What this task involves
What is needed is an exact repetition of the lines below, from the first one through the one holding "bbox: lamp bracket on wall", with no pictures and nothing else.

=== Input data ===

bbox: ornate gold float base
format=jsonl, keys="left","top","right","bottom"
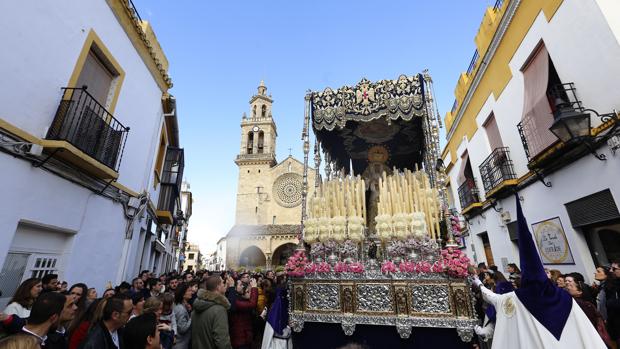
{"left": 289, "top": 273, "right": 477, "bottom": 341}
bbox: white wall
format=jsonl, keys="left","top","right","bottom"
{"left": 0, "top": 157, "right": 128, "bottom": 291}
{"left": 446, "top": 0, "right": 620, "bottom": 283}
{"left": 0, "top": 0, "right": 169, "bottom": 291}
{"left": 0, "top": 0, "right": 164, "bottom": 193}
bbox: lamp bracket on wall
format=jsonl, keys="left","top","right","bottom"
{"left": 533, "top": 169, "right": 552, "bottom": 188}
{"left": 489, "top": 199, "right": 502, "bottom": 213}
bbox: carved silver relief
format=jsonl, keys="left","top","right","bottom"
{"left": 456, "top": 327, "right": 474, "bottom": 342}
{"left": 356, "top": 284, "right": 393, "bottom": 312}
{"left": 307, "top": 284, "right": 340, "bottom": 310}
{"left": 410, "top": 284, "right": 450, "bottom": 313}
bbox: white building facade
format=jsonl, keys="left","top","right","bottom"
{"left": 216, "top": 237, "right": 227, "bottom": 271}
{"left": 442, "top": 0, "right": 620, "bottom": 283}
{"left": 0, "top": 0, "right": 188, "bottom": 302}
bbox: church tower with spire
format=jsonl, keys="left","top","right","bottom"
{"left": 227, "top": 81, "right": 316, "bottom": 269}
{"left": 234, "top": 81, "right": 278, "bottom": 224}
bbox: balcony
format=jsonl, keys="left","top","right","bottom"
{"left": 458, "top": 178, "right": 482, "bottom": 216}
{"left": 45, "top": 87, "right": 129, "bottom": 178}
{"left": 156, "top": 147, "right": 184, "bottom": 224}
{"left": 479, "top": 147, "right": 517, "bottom": 198}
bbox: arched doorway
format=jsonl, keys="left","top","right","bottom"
{"left": 272, "top": 243, "right": 297, "bottom": 268}
{"left": 239, "top": 246, "right": 266, "bottom": 269}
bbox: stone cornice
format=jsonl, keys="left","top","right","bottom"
{"left": 106, "top": 0, "right": 173, "bottom": 91}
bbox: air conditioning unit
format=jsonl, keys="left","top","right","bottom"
{"left": 500, "top": 211, "right": 511, "bottom": 224}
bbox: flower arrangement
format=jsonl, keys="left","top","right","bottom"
{"left": 323, "top": 239, "right": 337, "bottom": 252}
{"left": 450, "top": 214, "right": 463, "bottom": 237}
{"left": 316, "top": 261, "right": 331, "bottom": 273}
{"left": 334, "top": 261, "right": 348, "bottom": 273}
{"left": 310, "top": 242, "right": 325, "bottom": 256}
{"left": 381, "top": 260, "right": 397, "bottom": 274}
{"left": 304, "top": 261, "right": 331, "bottom": 274}
{"left": 348, "top": 262, "right": 365, "bottom": 273}
{"left": 386, "top": 240, "right": 406, "bottom": 257}
{"left": 440, "top": 247, "right": 470, "bottom": 278}
{"left": 339, "top": 239, "right": 358, "bottom": 256}
{"left": 286, "top": 250, "right": 308, "bottom": 277}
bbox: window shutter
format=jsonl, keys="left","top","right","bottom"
{"left": 565, "top": 189, "right": 620, "bottom": 227}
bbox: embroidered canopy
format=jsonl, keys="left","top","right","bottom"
{"left": 309, "top": 74, "right": 430, "bottom": 175}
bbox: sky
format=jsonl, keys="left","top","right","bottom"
{"left": 133, "top": 0, "right": 497, "bottom": 254}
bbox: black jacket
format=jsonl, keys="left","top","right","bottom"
{"left": 44, "top": 328, "right": 68, "bottom": 349}
{"left": 79, "top": 322, "right": 123, "bottom": 349}
{"left": 606, "top": 278, "right": 620, "bottom": 339}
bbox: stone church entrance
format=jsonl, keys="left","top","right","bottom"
{"left": 239, "top": 246, "right": 266, "bottom": 269}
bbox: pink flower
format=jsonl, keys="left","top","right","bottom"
{"left": 334, "top": 262, "right": 347, "bottom": 273}
{"left": 381, "top": 261, "right": 397, "bottom": 274}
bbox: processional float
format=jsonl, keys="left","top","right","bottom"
{"left": 287, "top": 73, "right": 477, "bottom": 342}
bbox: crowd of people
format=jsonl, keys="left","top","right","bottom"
{"left": 472, "top": 261, "right": 620, "bottom": 348}
{"left": 2, "top": 260, "right": 619, "bottom": 349}
{"left": 0, "top": 268, "right": 290, "bottom": 349}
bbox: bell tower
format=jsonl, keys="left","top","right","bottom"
{"left": 234, "top": 81, "right": 278, "bottom": 224}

===

Exercise result
bbox: ornate gold float base
format=jsonl, keys="left","top","right","bottom"
{"left": 289, "top": 273, "right": 477, "bottom": 341}
bbox: white wall
format=jsonl, keys="left","top","right","bottom"
{"left": 0, "top": 157, "right": 128, "bottom": 291}
{"left": 446, "top": 0, "right": 620, "bottom": 283}
{"left": 0, "top": 0, "right": 169, "bottom": 291}
{"left": 0, "top": 0, "right": 164, "bottom": 193}
bbox: lamp bracket on wall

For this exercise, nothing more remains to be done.